WRITTEN PROBLEM: Turn the records from the line with "Kindly give the mask of every instance of the floating" up to and including the line with "103 L 78 105" into a two-column CSV with the columns text and answer. Use one row per record, put each value in a single quoted field, and replace line breaks with spaces.

SUPPLIED DATA:
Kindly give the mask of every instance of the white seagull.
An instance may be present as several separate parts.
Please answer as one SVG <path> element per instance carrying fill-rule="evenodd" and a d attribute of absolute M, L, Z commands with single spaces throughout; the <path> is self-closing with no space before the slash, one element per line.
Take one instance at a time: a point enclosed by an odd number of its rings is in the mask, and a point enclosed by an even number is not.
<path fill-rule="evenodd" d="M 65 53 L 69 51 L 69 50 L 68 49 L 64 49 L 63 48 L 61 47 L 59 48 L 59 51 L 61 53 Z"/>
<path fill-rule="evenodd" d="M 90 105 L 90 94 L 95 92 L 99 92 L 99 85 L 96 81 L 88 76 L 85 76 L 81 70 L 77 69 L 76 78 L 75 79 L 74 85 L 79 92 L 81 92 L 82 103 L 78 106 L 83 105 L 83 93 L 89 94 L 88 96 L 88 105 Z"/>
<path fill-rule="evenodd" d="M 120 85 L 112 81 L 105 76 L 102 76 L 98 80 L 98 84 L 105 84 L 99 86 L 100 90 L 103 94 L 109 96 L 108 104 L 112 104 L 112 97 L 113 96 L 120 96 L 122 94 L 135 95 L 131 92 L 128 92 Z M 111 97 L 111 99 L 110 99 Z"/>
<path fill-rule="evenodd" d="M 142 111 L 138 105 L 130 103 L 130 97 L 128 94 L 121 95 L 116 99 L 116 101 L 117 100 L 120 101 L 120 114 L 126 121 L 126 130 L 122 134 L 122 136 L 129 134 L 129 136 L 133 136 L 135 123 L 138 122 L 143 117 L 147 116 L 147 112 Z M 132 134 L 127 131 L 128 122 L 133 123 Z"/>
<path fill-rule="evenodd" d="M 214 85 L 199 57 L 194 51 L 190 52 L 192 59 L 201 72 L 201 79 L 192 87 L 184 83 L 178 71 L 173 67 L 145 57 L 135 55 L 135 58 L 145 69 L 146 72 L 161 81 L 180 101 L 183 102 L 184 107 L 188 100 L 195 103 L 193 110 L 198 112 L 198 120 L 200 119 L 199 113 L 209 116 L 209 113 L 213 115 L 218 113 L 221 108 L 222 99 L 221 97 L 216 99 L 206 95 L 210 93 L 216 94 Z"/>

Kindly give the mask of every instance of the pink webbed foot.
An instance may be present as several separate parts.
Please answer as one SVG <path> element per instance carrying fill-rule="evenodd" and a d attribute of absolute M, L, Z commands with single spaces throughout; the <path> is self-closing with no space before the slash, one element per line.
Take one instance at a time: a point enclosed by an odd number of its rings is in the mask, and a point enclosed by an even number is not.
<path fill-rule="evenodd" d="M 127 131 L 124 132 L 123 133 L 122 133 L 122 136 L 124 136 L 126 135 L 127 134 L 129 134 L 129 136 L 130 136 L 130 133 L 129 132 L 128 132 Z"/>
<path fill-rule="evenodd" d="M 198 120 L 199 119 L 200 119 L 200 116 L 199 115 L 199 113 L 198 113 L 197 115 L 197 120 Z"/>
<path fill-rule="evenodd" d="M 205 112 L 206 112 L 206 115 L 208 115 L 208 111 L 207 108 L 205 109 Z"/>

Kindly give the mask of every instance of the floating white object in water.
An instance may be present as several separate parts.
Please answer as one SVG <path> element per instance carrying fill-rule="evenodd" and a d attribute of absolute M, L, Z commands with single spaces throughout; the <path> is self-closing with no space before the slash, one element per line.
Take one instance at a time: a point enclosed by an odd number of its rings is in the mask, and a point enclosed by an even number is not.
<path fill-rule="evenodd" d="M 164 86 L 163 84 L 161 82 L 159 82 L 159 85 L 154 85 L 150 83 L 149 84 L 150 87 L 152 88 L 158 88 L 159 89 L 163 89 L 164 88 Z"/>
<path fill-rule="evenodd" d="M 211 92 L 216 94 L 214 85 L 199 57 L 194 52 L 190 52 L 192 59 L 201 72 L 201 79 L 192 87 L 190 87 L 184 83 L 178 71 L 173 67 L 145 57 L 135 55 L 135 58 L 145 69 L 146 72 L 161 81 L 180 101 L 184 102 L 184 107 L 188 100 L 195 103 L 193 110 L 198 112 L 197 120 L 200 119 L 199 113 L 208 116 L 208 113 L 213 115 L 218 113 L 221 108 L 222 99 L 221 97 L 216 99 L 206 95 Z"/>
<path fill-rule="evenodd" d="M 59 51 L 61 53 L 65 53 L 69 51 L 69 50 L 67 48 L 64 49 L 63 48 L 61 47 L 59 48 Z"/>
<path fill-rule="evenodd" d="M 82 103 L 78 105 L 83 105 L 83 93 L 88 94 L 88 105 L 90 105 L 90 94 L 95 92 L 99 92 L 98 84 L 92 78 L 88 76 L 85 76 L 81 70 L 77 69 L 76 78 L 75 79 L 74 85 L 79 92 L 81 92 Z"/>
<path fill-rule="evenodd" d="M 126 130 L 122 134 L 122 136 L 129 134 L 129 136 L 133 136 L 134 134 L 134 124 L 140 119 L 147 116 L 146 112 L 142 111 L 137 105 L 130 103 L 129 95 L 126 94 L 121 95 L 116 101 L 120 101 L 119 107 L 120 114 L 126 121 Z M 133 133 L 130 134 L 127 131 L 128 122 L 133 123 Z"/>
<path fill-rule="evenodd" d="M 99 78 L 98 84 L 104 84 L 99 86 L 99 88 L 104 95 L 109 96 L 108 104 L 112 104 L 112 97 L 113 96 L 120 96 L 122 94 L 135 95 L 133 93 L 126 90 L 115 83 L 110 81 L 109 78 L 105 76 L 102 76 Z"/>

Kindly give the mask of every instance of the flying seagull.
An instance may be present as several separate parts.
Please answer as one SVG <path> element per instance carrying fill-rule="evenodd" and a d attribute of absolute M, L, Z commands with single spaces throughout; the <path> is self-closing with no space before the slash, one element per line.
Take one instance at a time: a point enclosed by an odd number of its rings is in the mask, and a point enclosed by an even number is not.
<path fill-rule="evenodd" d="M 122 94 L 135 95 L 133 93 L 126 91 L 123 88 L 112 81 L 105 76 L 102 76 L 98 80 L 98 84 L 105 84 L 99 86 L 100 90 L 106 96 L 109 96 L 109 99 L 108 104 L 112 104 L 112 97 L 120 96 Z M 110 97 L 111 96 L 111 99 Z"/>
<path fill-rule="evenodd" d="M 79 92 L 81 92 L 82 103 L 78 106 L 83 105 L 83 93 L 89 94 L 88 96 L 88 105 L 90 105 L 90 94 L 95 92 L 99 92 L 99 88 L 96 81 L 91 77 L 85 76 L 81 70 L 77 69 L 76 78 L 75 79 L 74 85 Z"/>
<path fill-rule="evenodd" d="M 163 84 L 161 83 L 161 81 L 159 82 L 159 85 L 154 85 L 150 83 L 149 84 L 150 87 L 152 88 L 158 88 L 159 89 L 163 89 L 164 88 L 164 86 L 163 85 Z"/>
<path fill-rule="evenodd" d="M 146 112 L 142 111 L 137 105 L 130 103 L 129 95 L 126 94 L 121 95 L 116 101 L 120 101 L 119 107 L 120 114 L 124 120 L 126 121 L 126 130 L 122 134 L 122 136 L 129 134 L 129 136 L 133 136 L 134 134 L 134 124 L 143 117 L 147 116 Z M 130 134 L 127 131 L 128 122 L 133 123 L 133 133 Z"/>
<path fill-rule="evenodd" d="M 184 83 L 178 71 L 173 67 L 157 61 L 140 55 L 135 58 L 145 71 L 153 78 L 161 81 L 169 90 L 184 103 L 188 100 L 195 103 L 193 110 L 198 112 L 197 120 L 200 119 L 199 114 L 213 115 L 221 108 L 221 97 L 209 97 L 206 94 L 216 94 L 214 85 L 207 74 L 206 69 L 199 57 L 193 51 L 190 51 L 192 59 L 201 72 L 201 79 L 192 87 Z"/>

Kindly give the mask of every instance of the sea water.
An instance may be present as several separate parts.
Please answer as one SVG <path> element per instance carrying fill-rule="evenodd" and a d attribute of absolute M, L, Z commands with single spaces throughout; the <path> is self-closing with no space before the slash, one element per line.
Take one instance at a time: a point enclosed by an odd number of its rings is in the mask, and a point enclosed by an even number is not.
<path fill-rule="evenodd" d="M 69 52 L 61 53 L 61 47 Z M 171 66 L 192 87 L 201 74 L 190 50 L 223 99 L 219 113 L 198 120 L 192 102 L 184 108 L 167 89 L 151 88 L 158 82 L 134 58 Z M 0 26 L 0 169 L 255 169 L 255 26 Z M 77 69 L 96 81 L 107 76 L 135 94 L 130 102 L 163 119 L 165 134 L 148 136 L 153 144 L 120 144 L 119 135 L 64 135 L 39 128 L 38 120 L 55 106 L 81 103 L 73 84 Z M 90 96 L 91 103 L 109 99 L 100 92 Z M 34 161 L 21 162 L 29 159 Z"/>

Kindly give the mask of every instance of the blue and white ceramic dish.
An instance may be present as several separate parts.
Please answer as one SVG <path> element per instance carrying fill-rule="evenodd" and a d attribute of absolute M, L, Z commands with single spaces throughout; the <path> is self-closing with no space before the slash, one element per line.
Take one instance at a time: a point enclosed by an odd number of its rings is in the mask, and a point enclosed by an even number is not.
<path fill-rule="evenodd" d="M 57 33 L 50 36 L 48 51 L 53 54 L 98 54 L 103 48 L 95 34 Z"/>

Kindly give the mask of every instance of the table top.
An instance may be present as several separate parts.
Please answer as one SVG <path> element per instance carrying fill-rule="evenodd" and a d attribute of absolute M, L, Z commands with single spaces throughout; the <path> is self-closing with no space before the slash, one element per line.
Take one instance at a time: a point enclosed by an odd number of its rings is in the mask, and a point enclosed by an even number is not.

FINAL RESULT:
text,answer
"Kindly give the mask of every instance of the floating white object in water. An instance may be present as several separate parts. Please answer as one SVG <path> element per instance carrying fill-rule=""evenodd"" and a d attribute of absolute M, L, Z commands with single spaces throughout; the <path> is self-closing with no space before the slash, one element per line. Take one instance at a time: a point enclosed by an odd number of its rings is in the mask, and a point enclosed by an even number is not.","<path fill-rule=""evenodd"" d=""M 164 86 L 163 84 L 161 82 L 159 82 L 159 85 L 154 85 L 150 83 L 149 84 L 150 87 L 152 88 L 158 88 L 159 89 L 163 89 L 164 88 Z""/> <path fill-rule=""evenodd"" d=""M 211 92 L 216 94 L 214 85 L 199 57 L 194 52 L 190 52 L 192 59 L 201 72 L 201 79 L 192 87 L 190 87 L 184 83 L 178 71 L 173 67 L 145 57 L 135 55 L 135 58 L 145 69 L 146 72 L 161 81 L 180 101 L 184 102 L 184 107 L 188 100 L 195 103 L 193 110 L 198 112 L 197 120 L 200 119 L 199 113 L 208 116 L 208 113 L 213 115 L 218 113 L 221 108 L 222 99 L 221 97 L 216 99 L 206 95 Z""/> <path fill-rule=""evenodd"" d=""M 59 51 L 61 53 L 65 53 L 69 51 L 69 50 L 67 48 L 64 49 L 63 48 L 61 47 L 59 48 Z""/> <path fill-rule=""evenodd"" d=""M 82 103 L 78 105 L 83 105 L 83 93 L 88 94 L 88 105 L 90 105 L 90 94 L 95 92 L 99 92 L 98 84 L 92 78 L 88 76 L 85 76 L 81 70 L 77 69 L 76 78 L 75 79 L 74 85 L 79 92 L 81 92 Z""/>"